:: Data to use
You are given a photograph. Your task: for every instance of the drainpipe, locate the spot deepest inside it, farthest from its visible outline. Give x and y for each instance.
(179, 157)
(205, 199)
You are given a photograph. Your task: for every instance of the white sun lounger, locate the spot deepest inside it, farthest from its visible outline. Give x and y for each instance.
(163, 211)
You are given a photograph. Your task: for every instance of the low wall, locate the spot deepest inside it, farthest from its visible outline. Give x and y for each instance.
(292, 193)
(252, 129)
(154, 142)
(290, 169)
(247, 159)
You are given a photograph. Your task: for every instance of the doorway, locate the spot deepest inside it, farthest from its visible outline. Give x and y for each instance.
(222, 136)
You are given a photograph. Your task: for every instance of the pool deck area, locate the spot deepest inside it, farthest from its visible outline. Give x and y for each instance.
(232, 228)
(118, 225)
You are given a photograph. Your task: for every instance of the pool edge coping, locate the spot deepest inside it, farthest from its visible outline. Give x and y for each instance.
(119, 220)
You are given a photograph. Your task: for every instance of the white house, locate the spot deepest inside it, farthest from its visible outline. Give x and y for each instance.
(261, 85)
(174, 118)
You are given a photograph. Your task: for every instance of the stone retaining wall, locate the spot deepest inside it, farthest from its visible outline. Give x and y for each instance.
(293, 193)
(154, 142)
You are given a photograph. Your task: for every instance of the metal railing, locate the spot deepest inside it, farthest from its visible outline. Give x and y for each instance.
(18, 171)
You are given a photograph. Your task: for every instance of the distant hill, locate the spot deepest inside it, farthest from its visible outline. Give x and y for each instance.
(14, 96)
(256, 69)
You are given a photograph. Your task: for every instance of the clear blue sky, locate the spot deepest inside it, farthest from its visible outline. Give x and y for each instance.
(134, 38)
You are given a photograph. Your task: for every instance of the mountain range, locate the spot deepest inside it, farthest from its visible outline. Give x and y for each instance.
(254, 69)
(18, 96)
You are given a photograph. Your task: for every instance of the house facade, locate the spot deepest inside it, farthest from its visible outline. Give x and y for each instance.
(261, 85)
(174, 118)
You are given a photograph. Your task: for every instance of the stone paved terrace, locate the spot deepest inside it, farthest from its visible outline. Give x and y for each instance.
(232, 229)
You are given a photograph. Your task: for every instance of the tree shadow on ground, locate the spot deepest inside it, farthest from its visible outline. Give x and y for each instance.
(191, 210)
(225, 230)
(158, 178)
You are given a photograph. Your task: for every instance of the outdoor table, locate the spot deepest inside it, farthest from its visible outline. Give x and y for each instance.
::::
What is being asked
Set the lines down exactly as they stand, beginning at the one that contains "the stone paved" and stopping after the last line of the entries above.

Task result
You are given a photograph. Your task: for every instance of the stone paved terrace, locate the spot deepest inside it, farthest from its visible outline. Give x and y for each instance.
(232, 229)
You are given a photograph. Your task: for every instance of the tree shadow on ground, locate the spot deepest inside it, farthest from its visible outline. Give x and y for each instance.
(191, 210)
(225, 230)
(158, 178)
You are given a photograph. Your task: for every instance of the outdoor table, locate the spot deepest inside it, farthest from its visible outline. Give x and y for each instance.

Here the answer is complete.